Yet, COVID’s impact did not spare France’s food and beverage industry. The pandemic resulted in 100,000 workers leaving the industry, and as a result, Paris has lost around 500 cafes from 2002 to 2023. Still, in the midst of these dwindling numbers, work cafés have opened as the post-pandemic remote work routine has drawn people to the idea of getting out to work spaces.
A new type of café offers work space and free light food and drink for an hourly charge. This payment model is commonly referred to as the “Anti-café” model, after the pioneering chain Anticafé. Nuage Café, Hubsy café & coworking and Craft Café are other spaces in Paris which have adopted this operation style which has become popular with both Parisian workers and students.
Methods to “romanticize studying” have become a popular topic of conversation, especially among high school and college female students who share their personal attempts on TikTok. One such means of jumping in on this trend is to set up shop at a local cafe for a change of environment.
“[I]n recent years, the French café scene has undergone a transformation,” Poppy Pearce wrote in an article in France Today. “With the rise of home-working and freelancing, many have turned to cafés as an alternative workspace.”

says “This is your sign to spend your
afternoon working in a café”

*PROBLEM DETAILS:* Copy out the passage above on work cafés in Paris word for word, in full.

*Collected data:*
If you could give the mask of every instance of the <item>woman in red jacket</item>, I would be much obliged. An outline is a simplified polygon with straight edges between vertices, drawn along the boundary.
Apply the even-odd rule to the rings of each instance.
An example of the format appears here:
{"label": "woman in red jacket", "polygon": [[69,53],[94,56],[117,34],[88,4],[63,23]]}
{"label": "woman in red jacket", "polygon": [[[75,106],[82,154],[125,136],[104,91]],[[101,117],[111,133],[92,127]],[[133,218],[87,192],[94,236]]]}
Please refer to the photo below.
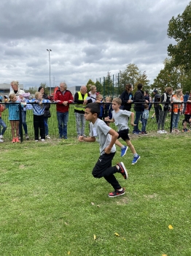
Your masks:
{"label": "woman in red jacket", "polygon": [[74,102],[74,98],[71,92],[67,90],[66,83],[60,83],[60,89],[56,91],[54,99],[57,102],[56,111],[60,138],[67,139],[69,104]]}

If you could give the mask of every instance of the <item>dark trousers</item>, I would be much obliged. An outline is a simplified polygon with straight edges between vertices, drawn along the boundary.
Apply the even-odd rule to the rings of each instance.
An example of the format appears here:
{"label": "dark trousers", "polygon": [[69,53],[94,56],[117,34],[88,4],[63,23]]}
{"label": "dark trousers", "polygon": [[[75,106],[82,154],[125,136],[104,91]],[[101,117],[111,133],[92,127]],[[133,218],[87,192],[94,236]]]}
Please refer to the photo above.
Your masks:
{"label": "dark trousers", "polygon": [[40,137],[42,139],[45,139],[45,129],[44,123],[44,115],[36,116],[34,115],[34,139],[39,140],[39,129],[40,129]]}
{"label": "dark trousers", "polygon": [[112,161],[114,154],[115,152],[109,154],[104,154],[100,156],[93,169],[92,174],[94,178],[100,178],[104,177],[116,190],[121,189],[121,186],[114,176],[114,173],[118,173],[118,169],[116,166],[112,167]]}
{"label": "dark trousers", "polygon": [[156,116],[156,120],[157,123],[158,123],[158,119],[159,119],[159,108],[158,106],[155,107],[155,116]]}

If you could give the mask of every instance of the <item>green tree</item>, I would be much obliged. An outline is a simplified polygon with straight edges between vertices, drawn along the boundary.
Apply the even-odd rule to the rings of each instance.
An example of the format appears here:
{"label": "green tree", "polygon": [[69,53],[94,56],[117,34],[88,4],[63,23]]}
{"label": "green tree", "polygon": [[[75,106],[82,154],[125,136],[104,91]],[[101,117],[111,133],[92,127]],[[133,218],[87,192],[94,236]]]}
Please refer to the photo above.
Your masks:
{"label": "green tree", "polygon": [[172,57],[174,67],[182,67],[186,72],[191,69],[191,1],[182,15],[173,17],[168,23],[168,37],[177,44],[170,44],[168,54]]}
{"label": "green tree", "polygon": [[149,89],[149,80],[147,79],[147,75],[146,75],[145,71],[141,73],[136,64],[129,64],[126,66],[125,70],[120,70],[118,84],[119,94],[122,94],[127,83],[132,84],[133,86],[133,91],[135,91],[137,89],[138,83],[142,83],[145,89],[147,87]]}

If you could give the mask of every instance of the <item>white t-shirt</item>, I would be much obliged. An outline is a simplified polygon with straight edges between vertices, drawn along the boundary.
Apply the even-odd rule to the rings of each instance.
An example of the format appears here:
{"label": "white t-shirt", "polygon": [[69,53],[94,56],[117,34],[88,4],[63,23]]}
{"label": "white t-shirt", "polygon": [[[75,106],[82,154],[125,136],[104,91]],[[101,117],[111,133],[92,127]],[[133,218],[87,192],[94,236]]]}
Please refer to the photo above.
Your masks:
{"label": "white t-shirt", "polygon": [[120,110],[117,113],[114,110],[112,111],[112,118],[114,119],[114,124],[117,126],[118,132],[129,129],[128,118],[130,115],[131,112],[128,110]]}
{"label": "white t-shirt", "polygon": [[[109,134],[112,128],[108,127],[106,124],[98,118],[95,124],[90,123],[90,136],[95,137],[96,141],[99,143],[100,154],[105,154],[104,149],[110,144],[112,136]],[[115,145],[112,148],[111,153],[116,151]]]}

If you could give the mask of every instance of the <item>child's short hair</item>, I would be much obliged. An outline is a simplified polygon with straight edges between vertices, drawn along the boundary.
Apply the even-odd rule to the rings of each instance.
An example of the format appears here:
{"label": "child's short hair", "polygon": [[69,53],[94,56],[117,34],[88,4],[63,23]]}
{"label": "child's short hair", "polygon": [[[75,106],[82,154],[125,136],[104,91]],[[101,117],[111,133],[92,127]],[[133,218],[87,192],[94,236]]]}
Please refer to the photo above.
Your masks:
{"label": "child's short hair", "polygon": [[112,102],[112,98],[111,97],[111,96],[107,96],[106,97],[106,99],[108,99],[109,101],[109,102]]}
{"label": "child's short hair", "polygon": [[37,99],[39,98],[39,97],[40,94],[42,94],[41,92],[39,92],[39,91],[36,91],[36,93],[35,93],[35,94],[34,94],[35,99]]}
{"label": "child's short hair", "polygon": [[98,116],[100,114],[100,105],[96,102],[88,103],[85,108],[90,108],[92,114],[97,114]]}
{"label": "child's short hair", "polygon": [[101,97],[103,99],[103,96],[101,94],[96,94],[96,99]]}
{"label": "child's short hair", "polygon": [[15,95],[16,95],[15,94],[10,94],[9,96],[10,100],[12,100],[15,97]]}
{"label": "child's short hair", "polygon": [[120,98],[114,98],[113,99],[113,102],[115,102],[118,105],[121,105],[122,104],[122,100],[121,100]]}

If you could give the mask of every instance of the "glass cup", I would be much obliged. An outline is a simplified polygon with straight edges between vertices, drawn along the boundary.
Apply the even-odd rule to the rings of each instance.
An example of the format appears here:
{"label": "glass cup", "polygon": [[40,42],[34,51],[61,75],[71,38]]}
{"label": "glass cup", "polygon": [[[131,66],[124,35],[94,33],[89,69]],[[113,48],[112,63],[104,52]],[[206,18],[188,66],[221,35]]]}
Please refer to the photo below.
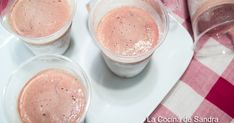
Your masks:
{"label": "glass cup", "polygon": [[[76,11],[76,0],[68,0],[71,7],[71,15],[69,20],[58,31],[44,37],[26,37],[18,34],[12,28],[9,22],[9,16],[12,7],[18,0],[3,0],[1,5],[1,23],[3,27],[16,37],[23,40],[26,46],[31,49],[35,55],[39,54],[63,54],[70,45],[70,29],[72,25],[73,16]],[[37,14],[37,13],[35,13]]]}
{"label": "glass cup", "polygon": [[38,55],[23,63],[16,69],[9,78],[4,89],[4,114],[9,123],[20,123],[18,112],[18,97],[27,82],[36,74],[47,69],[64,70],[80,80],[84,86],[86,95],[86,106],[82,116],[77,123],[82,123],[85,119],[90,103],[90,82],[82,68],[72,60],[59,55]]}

*WRITTEN ANSWER:*
Yet, COVID’s impact did not spare France’s food and beverage industry. The pandemic resulted in 100,000 workers leaving the industry, and as a result, Paris has lost around 500 cafes from 2002 to 2023. Still, in the midst of these dwindling numbers, work cafés have opened as the post-pandemic remote work routine has drawn people to the idea of getting out to work spaces.
A new type of café offers work space and free light food and drink for an hourly charge. This payment model is commonly referred to as the “Anti-café” model, after the pioneering chain Anticafé. Nuage Café, Hubsy café & coworking and Craft Café are other spaces in Paris which have adopted this operation style which has become popular with both Parisian workers and students.
Methods to “romanticize studying” have become a popular topic of conversation, especially among high school and college female students who share their personal attempts on TikTok. One such means of jumping in on this trend is to set up shop at a local cafe for a change of environment.
“[I]n recent years, the French café scene has undergone a transformation,” Poppy Pearce wrote in an article in France Today. “With the rise of home-working and freelancing, many have turned to cafés as an alternative workspace.”

says “This is your sign to spend your
afternoon working in a café”